* [AIM]: Copy out the lines starting at the one containing "the form <point>448,661</point>." and ending at the one containing "<point>666,515</point>", requests included. Multiply each coordinate in the answers by 0.7 and round it to a whole number, halves up, but leave the numbers in the requests and their format samples unchanged.

[Stored data]
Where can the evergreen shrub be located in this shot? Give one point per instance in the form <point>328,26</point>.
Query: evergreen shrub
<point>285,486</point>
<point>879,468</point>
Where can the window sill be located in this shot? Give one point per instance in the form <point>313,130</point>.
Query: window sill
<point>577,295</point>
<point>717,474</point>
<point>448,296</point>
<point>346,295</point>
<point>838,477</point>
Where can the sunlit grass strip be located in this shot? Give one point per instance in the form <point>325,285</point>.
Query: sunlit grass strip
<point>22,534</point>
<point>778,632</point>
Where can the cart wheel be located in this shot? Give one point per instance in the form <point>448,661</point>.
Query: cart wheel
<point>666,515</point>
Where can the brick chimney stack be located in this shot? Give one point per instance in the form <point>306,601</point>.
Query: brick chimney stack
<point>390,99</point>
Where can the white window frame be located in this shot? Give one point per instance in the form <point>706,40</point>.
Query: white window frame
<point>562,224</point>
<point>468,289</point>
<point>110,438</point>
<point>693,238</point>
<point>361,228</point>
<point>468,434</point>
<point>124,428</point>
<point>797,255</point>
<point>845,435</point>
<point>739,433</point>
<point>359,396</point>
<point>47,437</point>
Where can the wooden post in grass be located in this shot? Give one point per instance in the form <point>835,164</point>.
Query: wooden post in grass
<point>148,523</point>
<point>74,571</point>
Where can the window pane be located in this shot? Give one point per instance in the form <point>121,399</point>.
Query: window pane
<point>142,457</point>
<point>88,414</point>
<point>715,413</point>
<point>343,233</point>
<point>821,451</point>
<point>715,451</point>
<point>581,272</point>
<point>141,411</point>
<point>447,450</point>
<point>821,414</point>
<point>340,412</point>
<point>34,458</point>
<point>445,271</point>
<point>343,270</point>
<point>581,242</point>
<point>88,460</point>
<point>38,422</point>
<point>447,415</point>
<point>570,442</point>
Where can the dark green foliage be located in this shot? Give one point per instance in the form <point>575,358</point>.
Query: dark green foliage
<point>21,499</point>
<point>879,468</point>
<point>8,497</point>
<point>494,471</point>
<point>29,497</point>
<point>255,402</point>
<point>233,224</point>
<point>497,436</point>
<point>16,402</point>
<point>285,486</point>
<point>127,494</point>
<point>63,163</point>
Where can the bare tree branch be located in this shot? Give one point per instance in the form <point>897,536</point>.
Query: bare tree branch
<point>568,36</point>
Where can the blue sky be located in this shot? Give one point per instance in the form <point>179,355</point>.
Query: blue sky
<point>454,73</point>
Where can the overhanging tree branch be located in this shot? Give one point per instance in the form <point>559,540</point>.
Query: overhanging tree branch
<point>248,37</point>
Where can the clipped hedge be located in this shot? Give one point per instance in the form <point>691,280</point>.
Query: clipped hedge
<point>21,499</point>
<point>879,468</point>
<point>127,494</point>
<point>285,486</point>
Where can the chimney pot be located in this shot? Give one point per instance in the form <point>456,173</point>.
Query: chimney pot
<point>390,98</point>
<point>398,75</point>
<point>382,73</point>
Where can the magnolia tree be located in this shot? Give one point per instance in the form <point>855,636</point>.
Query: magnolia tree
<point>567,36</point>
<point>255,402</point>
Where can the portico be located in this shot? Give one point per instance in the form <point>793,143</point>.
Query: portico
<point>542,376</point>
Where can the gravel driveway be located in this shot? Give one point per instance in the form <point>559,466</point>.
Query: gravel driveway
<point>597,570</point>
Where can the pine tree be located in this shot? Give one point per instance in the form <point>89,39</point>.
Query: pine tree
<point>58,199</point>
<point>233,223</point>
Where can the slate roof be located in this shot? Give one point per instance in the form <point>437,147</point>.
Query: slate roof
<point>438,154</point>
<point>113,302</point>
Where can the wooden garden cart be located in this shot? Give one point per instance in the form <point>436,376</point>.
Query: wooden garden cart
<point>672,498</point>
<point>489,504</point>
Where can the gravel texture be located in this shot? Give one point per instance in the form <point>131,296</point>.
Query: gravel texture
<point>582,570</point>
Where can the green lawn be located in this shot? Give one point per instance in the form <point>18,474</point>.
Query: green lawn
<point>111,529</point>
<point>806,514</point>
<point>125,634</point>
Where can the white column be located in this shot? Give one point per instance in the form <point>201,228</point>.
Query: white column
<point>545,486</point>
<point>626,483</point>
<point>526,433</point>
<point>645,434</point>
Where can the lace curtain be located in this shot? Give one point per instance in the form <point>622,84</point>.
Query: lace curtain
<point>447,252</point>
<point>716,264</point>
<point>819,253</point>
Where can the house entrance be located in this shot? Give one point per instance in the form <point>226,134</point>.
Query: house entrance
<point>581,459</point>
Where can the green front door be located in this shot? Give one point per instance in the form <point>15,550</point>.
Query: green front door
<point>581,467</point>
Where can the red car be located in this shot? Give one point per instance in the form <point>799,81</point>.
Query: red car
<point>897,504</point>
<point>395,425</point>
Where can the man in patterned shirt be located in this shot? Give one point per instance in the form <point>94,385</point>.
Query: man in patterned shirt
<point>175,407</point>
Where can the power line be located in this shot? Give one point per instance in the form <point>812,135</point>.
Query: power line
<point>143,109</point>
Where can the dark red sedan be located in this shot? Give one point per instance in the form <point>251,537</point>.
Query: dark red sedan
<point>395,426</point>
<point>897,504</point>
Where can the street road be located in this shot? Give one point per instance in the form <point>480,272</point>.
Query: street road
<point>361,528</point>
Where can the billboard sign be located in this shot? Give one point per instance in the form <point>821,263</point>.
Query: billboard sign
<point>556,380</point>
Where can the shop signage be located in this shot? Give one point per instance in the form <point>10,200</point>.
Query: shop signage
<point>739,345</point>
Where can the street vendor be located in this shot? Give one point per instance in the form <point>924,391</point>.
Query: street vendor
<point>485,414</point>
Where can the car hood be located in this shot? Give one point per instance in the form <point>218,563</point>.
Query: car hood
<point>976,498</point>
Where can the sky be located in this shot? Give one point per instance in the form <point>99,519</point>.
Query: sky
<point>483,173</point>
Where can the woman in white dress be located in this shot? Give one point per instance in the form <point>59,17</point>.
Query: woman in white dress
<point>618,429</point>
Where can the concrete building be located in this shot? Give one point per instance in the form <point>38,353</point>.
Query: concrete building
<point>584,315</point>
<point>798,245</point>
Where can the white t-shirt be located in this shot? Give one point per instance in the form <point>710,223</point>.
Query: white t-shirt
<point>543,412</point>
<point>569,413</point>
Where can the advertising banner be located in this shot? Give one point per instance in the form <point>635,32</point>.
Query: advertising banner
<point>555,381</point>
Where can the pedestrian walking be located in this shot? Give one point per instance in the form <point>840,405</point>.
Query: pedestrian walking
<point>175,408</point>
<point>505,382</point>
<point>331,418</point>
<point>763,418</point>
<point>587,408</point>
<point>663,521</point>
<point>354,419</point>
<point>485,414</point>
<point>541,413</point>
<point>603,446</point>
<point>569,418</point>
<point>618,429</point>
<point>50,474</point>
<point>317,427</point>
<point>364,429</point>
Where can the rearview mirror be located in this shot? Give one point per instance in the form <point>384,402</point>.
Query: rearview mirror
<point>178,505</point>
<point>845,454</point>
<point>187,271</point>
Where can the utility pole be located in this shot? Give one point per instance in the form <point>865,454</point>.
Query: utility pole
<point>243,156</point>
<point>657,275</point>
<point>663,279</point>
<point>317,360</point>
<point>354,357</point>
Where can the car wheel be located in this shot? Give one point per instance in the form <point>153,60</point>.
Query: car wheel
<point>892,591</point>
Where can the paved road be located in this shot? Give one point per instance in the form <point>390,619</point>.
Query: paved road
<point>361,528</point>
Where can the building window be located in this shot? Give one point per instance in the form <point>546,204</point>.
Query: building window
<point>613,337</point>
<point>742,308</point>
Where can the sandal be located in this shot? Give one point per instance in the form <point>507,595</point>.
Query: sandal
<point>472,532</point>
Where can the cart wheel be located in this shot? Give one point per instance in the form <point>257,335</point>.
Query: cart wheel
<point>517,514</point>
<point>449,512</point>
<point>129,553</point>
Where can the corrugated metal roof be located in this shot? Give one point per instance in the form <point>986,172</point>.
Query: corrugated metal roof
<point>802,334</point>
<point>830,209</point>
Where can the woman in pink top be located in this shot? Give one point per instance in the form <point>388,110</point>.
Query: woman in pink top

* [RESULT OF THE TASK]:
Where can the cart wheel be located in this shot? Give one point per instance in the form <point>448,661</point>.
Query: cart wheel
<point>466,361</point>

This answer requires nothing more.